WHAT TO WORK ON: Write each line of the material exactly as given, from the top through the line that contains "Target: tall tree", and omit all pictures.

DATA SHOWN:
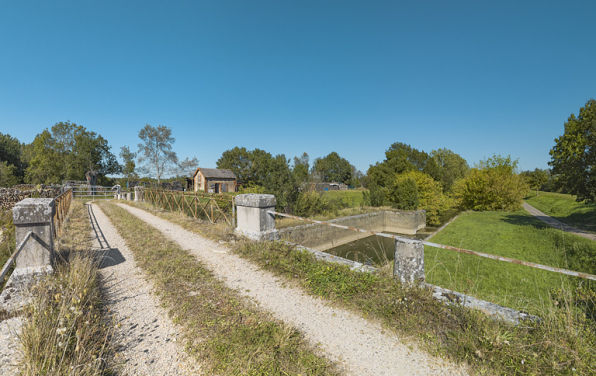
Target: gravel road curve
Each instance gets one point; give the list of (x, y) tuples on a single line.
[(145, 338), (357, 344)]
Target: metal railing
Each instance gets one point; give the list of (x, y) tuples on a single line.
[(62, 206), (14, 256), (461, 250), (92, 192), (209, 207)]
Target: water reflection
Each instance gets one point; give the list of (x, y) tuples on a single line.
[(374, 250)]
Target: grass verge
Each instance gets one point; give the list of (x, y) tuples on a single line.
[(64, 333), (564, 208), (221, 329), (517, 235), (563, 343)]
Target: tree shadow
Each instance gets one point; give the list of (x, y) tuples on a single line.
[(524, 220), (109, 257)]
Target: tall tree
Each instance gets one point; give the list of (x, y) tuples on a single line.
[(156, 156), (450, 167), (400, 158), (67, 152), (128, 168), (573, 158), (333, 168), (493, 184), (301, 167)]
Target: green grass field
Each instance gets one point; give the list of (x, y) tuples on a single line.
[(565, 209), (516, 235)]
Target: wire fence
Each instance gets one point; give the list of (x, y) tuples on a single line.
[(213, 208)]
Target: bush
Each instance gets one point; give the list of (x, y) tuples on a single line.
[(375, 195), (428, 192), (404, 194), (492, 185)]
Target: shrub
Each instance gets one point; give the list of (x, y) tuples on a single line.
[(492, 185)]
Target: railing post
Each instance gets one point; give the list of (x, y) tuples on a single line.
[(409, 262), (35, 214), (254, 219)]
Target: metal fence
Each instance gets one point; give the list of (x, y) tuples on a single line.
[(92, 192), (461, 250), (208, 207)]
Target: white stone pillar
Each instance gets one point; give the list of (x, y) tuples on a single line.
[(409, 262), (37, 215), (254, 219)]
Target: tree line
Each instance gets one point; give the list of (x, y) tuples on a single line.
[(407, 178)]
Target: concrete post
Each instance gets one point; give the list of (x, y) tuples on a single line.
[(254, 221), (409, 262), (37, 215)]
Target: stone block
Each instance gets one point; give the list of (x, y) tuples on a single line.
[(36, 215), (254, 219), (409, 262)]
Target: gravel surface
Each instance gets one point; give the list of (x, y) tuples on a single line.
[(558, 224), (145, 338), (360, 346), (9, 345)]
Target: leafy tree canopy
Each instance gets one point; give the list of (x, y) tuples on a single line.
[(67, 152), (493, 184), (400, 158), (450, 166), (573, 158), (333, 168), (156, 157)]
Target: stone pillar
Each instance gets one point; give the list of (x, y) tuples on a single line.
[(37, 215), (254, 221), (409, 262)]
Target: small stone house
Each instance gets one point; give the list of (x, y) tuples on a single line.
[(212, 180)]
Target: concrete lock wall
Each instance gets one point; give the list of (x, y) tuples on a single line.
[(37, 215), (322, 237)]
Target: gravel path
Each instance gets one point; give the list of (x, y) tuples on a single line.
[(357, 344), (9, 345), (558, 224), (145, 338)]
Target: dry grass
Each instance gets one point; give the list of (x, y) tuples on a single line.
[(64, 333), (563, 343), (221, 328)]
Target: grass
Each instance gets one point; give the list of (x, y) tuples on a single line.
[(221, 328), (516, 235), (564, 208), (563, 343), (64, 332)]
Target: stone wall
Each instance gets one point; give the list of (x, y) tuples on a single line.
[(323, 237)]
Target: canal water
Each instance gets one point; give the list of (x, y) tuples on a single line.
[(374, 250)]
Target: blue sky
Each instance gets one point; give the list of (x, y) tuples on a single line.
[(290, 77)]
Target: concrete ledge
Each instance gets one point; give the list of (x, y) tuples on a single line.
[(255, 200), (490, 309), (258, 235), (16, 292)]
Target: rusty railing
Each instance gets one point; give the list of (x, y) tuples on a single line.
[(461, 250), (62, 206), (208, 207)]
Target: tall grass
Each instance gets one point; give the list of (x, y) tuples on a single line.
[(64, 333)]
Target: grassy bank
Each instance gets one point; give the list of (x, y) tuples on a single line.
[(64, 333), (516, 235), (563, 343), (220, 327), (565, 209)]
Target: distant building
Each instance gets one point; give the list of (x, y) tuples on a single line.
[(212, 180)]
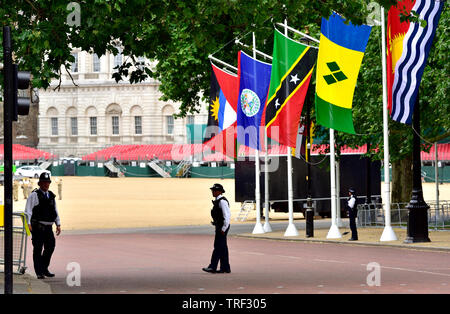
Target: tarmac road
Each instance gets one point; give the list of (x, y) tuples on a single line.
[(169, 261)]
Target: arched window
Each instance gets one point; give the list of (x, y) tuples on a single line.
[(71, 115), (91, 113), (169, 123), (114, 114)]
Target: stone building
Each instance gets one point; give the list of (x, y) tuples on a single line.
[(97, 112)]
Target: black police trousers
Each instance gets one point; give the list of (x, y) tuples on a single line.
[(43, 241), (220, 252)]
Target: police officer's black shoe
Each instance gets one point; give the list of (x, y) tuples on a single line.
[(49, 274)]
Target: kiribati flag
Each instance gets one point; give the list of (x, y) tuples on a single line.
[(253, 88), (408, 45), (220, 134)]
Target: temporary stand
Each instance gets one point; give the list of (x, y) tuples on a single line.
[(267, 227), (338, 194), (333, 233), (388, 233)]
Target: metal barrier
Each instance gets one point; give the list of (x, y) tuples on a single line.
[(372, 215), (20, 234)]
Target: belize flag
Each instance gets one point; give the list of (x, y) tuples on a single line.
[(408, 45), (253, 89), (220, 134)]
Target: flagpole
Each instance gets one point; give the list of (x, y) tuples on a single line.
[(338, 195), (223, 63), (333, 233), (291, 229), (388, 233), (258, 229)]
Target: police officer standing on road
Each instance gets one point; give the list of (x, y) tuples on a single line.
[(352, 213), (41, 214), (221, 220)]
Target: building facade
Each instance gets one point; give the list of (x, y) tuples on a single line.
[(90, 111)]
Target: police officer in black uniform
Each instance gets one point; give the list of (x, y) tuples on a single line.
[(352, 213), (221, 220), (41, 214)]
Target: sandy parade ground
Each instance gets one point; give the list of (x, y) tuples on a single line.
[(104, 203)]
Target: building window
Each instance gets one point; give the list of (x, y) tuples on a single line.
[(115, 125), (74, 125), (118, 58), (74, 66), (54, 124), (169, 121), (95, 63), (93, 125), (138, 125)]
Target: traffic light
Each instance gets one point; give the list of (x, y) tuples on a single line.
[(21, 80)]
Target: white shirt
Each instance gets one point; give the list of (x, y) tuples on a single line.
[(32, 201), (226, 212)]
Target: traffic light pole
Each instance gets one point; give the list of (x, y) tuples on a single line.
[(7, 135)]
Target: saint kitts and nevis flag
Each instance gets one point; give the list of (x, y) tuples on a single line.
[(220, 133), (292, 67), (341, 51), (408, 45)]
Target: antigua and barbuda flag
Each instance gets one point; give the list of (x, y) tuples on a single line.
[(408, 45), (220, 134), (341, 51), (253, 88)]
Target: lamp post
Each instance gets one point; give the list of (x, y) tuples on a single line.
[(417, 230)]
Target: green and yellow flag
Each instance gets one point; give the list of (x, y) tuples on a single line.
[(341, 51)]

ANSWER SECTION:
Target: gravel road curve
Each instance gets one point; give the list of (x, y) tuples on a single line.
[(145, 338), (357, 344)]
Target: metal railing
Each instance gets one point; give the list of (x, y) tuples on a single line.
[(62, 206), (14, 256), (461, 250), (92, 192), (209, 207)]
Target: water reflection
Each instance gets one point; give the list of (x, y) tuples on a single line.
[(374, 250)]
Target: grass verge
Each instance gets one point; give the list of (x, y) tuples on a single line.
[(64, 333), (564, 208), (221, 329), (517, 235), (563, 343)]
Target: tree shadow
Each instance gets one point; give the list of (x, y) tuples on a single line.
[(524, 220), (109, 257)]
Target: tall tree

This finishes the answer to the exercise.